_Text passage:_
A SECURE METHOD FOR CALCULATING A POLYNOMIAL

CONVOLUTION OPERATION FOR AN NTRU

CRYPTOSYSTEM

Technical Field

[1] The present invention relates to a method for calculating a polynomial convolution operation for an n-th degree truncated polynomial ring (NTRU) cryptosystem as a public-key cryptosystem. More particularly, this invention relates to a method for configuring a secure security system, through operation unification and randomization, against a power analysis attack that discovers the password information by measuring power consumption patterns in the security system. Background Art

[2] In recent years, with the exchange of private important information through wired/ wireless networks for internet shopping, internet banking, and electronic funds transferred through bank cards, credit cards, and mobile communication terminals, the importance of protecting information has increased. In line with this, cryptosystems that establishes a theoretical basis for protecting private information have also gradually come under the spotlight. These cryptosystems have already been standardized by a variety of standardization organizations for about 30 years and implemented through a variety of methods, such as hardware and software.

[3] The n-th degree truncated polynomial ring (NTRU) cryptosystem, recently developed, is a type of public key encryption that can provide a variety of security levels according to the choice of parameters. When the NTRU cryptosystem adjusts the level of the security to the same level as the conventional Rivest-Shamir-Adelman (RSA) and the conventional elliptic curve cryptosystem, it can perform encryption and decryption much faster than the conventional RSA and the conventional elliptic curve cryptosystem. Therefore, the NTRU cryptosystem has drawn attention as a next generation public key encryption. Recently, the IEEE has taken the NTRU cryptosystem into consideration as a next generation standard, i.e., IEEE P1363.1, which complements standard IEEE P1363 related to the conventional RSA and the conventional elliptic curve cryptosystem. The standardization has been substantially progressed and yielded Draft 9, in 2007.

_Record list:_
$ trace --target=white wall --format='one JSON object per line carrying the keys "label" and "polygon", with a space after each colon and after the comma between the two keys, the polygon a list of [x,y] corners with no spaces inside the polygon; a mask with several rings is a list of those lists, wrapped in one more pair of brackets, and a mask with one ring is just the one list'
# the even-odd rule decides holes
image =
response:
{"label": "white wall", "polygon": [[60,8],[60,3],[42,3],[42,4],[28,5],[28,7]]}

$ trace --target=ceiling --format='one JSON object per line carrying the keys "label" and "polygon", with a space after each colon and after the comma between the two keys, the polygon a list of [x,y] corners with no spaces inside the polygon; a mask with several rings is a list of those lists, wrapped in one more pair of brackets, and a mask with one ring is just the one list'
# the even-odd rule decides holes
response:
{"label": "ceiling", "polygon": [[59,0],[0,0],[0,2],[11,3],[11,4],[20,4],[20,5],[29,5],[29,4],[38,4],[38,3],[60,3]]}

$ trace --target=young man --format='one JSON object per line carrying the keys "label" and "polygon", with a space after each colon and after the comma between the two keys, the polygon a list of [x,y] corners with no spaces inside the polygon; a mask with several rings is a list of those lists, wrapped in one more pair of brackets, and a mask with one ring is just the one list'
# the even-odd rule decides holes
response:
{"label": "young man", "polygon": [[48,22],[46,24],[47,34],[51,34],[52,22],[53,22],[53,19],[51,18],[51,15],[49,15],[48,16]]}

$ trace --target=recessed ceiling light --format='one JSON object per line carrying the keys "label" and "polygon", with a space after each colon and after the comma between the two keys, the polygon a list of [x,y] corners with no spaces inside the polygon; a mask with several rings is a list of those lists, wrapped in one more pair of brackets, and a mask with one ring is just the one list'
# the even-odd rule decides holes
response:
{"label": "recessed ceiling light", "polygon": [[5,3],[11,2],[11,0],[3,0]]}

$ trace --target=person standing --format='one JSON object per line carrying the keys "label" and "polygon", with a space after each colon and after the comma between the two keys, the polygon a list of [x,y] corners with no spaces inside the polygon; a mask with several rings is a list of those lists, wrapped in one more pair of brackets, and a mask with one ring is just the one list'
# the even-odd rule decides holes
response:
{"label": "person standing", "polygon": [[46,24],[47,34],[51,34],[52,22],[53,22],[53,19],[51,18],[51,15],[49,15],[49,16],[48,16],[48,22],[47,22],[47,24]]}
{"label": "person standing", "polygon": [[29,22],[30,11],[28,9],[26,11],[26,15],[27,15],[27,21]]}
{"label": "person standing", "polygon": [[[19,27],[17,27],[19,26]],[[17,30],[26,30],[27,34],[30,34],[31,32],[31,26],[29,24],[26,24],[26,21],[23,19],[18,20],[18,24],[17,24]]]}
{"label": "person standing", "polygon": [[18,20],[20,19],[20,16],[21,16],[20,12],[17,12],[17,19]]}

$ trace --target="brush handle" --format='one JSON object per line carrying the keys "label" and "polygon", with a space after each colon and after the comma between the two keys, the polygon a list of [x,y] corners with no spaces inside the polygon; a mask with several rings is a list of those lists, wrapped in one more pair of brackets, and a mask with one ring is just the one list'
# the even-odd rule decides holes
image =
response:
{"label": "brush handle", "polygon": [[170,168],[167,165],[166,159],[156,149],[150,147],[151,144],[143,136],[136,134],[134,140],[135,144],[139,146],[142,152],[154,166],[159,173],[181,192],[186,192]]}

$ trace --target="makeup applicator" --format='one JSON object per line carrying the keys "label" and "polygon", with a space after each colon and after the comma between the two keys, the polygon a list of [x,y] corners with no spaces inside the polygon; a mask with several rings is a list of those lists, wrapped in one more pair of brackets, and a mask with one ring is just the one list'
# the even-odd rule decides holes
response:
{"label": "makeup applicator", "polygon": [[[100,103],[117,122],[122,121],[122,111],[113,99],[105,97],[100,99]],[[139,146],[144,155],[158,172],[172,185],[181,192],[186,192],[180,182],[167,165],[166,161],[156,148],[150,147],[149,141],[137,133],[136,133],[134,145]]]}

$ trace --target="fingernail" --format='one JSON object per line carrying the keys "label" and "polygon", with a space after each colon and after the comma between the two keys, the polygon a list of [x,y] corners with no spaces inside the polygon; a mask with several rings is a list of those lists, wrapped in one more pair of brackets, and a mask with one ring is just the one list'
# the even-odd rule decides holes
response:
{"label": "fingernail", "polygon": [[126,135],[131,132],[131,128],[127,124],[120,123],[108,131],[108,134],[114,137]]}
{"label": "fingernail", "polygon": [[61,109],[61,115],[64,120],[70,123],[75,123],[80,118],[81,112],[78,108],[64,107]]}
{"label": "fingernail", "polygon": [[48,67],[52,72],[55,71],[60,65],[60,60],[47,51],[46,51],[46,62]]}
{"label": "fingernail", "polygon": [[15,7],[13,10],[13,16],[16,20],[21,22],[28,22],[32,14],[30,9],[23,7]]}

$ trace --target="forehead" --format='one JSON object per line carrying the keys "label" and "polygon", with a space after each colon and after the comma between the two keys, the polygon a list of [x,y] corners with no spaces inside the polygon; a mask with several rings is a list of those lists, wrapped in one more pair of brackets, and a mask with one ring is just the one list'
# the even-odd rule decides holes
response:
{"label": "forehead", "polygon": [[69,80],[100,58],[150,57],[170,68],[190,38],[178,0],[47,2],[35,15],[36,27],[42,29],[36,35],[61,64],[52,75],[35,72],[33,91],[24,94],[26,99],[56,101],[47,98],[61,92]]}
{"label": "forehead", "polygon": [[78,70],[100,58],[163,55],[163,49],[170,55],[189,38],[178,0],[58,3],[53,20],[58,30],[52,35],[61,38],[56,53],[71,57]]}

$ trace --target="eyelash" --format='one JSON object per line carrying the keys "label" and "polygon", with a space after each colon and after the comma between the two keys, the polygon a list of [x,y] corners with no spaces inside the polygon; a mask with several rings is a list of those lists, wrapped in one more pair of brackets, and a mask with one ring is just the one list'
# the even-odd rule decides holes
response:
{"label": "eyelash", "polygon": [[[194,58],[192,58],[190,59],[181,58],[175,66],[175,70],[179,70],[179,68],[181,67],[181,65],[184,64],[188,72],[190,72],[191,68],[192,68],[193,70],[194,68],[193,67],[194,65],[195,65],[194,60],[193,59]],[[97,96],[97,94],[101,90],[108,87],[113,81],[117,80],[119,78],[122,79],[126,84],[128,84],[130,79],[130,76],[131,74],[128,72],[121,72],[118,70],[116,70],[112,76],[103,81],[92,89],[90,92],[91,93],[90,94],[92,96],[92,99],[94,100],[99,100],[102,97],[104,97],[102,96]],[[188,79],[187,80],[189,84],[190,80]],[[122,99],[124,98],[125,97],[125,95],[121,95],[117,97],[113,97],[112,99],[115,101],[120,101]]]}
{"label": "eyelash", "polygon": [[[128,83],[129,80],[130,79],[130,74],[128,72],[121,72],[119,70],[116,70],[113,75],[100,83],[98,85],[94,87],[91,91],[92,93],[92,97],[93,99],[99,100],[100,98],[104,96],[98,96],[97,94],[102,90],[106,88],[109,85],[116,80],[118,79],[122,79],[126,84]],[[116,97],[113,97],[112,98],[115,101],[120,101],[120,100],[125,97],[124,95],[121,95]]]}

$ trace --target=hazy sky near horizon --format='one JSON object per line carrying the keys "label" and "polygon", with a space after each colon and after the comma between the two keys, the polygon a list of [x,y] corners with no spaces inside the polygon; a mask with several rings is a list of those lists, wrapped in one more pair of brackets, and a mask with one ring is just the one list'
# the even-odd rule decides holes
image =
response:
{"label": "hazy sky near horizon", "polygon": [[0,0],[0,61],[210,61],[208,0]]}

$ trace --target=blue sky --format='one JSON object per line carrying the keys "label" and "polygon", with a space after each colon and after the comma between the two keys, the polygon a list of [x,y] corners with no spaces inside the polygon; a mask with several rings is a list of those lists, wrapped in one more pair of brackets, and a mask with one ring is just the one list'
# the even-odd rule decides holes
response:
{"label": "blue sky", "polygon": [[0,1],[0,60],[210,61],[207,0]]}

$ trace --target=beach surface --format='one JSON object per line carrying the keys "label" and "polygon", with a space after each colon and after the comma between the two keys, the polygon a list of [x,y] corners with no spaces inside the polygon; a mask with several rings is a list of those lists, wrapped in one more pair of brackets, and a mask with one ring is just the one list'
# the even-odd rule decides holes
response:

_Given problem:_
Please write the next part of the passage on the NTRU cryptosystem, starting right after its sentence about Draft 9 in 2007.

_Result of this task:_
[4] Since the security of cryptosystem comes from key protection, it is important to safely protect keys in the system and to perform operations directly related to the key when cryptosystem is implemented, so that key-related information cannot be leaked. However, when a cryptosystem is implemented in a relatively small system, for example, a smart card or an embedded system, etc., external attackers can accurately measure the power consumption patterns of these systems, due to the simplicity of the structure of these systems, and guess the key, which is called a power analysis attack. Although a theoretically secure cryptosystem is designed, the power analysis attack is a very strong attack method that can physically incapacitate the encryption during implementation. For the RSA and the elliptic curve cryptosystem, a variety of methods for protection against power analysis attack have been developed, however, similar methods for the NTRU cryptosystem have not yet been developed. Disclosure of Invention Technical Problem

[5] The present invention solves the above problems, and provides: a secure cryptosystem designed so that a polynomial convolution operation, which is a primary operation of an NTRU cryptosystem, has resistance against power analysis attacks; and a method for blocking power analysis attacks, such as simple power analysis (SPA) and differential power attack (DPA).

[6] The present invention further provides a method that can prevent power analysis attacks without large overheads and thus efficiently perform a polynomial convolution operation, thereby maintaining the performance of a security system above a certain level.

Technical Solution

[7] In accordance with an exemplary embodiment of the present invention, the present invention provides a method for calculating a polynomial convolution operation with a first polynomial (which corresponds to a public key or a ciphertext) and a second polynomial arbitrarily selectable in n-th degree truncated polynomial ring (NTRU) encryption and NTRU decryption, the method including: (1) initializing respective elements of an array by an initial value that is not zero; and (2) storing the polynomial convolution operation result of the first and second polynomials in the array initialized by the initial value that is not zero.

[8] Preferably, the initial value is the same value at all the elements of the array.

[9] Preferably, the same value is identical to that of an operand in a modulo operation for the NTRU encryption.

[10] Preferably, the initial value comprises randomly generated values for the respective elements of the array.

[11] Preferably, the method may further include subtracting the randomly generated value from the polynomial convolution operation result stored in the array.

[12] Preferably, the second polynomial includes a product-form polynomial.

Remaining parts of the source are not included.